The Ministry of Justice (MoJ) has apologised for an online error which affected thousands of divorce settlements.

Shortly before Christmas, family lawyers uncovered a mistake on a form available to download from the MoJ’s website. The issue was with Form E, which provides a complete financial statement from each party in a divorce. The resulting data helps the family courts decide the fairest way to divide a couple’s assets.

However, between April 2014 and December 2015 the MoJ’s online version did not take liabilities into account, and this resulted in the overestimation of people’s wealth. The government has since found that 3,638 divorce settlements had been based on incorrect figures as a consequence of this error.

Earlier this week, Justice Minister Shailesh Vara announced that the government had sent letters of apology to divorcees whose settlements had been based on an incorrect final figure. The letters explained that “although Form E is just one part of the evidence used in their case, there remains a possibility that the error affected the final outcome”.

The Minister also announced that there would be no court fees for anyone who wishes to re-open their financial settlement. “This failure should not have happened”, he said, adding that going through a divorce “can be very difficult” even without financial errors. He apologised “for this situation and any distress it may have caused”.

- _RECORDS FOR PROCESSING_:
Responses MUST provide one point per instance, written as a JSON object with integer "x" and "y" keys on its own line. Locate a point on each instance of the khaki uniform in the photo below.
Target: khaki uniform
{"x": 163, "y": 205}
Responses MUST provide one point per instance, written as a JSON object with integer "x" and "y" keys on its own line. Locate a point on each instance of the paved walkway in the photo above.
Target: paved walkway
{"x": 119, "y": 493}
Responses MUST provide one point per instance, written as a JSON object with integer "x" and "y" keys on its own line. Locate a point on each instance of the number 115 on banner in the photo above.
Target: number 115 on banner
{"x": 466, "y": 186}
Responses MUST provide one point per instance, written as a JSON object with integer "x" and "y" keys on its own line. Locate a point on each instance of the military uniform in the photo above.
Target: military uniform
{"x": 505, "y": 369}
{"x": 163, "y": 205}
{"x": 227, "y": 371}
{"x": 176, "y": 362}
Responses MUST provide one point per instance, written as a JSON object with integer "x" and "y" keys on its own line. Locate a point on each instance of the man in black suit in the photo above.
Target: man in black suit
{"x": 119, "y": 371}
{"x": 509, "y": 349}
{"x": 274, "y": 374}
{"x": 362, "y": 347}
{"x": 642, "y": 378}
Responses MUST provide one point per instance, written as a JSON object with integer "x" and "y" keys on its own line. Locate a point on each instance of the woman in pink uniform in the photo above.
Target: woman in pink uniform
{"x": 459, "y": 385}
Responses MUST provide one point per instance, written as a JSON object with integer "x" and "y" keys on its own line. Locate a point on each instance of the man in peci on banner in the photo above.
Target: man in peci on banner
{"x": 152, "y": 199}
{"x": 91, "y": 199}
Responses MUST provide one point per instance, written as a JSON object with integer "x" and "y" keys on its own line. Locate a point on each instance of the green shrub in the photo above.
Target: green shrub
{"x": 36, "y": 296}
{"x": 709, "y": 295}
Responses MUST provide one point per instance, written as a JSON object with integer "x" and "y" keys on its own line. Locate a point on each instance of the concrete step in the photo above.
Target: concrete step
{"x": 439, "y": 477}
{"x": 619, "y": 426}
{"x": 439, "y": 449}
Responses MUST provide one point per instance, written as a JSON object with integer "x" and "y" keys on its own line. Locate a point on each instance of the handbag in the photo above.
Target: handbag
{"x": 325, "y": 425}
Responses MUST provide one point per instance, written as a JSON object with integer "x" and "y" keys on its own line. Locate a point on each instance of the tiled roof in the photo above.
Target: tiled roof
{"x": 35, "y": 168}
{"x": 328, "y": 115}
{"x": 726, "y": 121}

- _EXERCISE REQUIREMENTS_:
a - According to the article on the Form E error, how many divorce settlements did the government find had been based on incorrect figures?
b - List every row that contains the string "concrete". Case counts.

- _THE SOLUTIONS_:
a - 3,638 divorce settlements.

b -
Responses MUST provide one point per instance, written as a JSON object with integer "x" and "y" keys on its own line. Locate a point on each instance of the concrete step in the photo above.
Target: concrete step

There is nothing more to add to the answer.